**Aim:** Copy out each item below word for word, omitting the pictures.

Dataset rows on where objects appear
****

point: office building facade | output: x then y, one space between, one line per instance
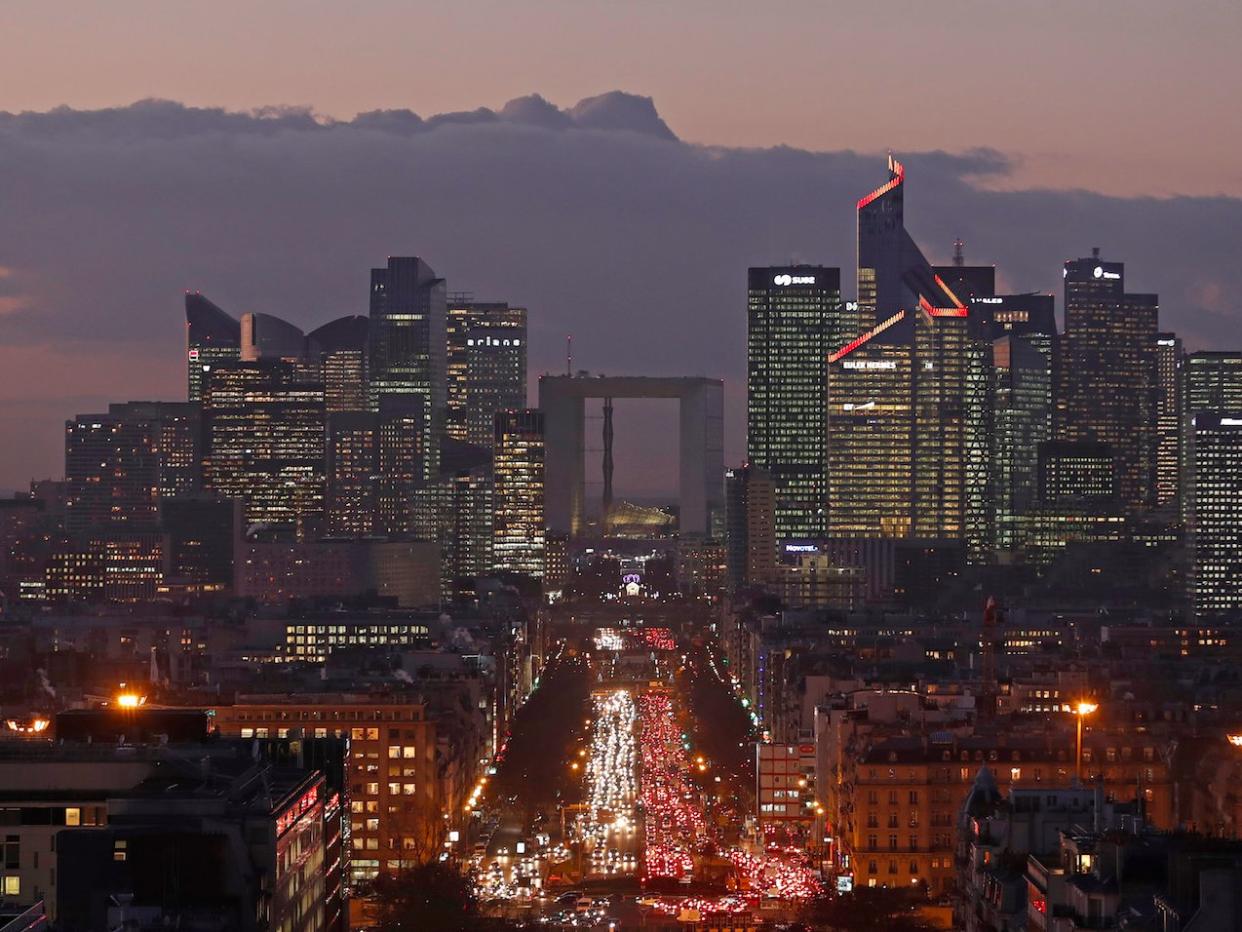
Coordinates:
486 367
263 436
1108 373
1215 511
211 338
407 343
119 465
518 511
750 527
794 318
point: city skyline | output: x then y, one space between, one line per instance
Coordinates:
784 471
52 315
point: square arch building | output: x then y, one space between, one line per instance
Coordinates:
701 445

****

**Solved exercise:**
point: office building facade | output: x then y, one space between, one line per instance
Coordinates:
486 367
263 436
1108 373
1215 511
211 338
407 343
119 465
518 511
750 527
794 318
point: city skyline | output: x then y, one space between, one line per instance
Coordinates:
784 471
52 315
point: square arch building | output: x then y, one space between, one line per instance
Coordinates:
701 445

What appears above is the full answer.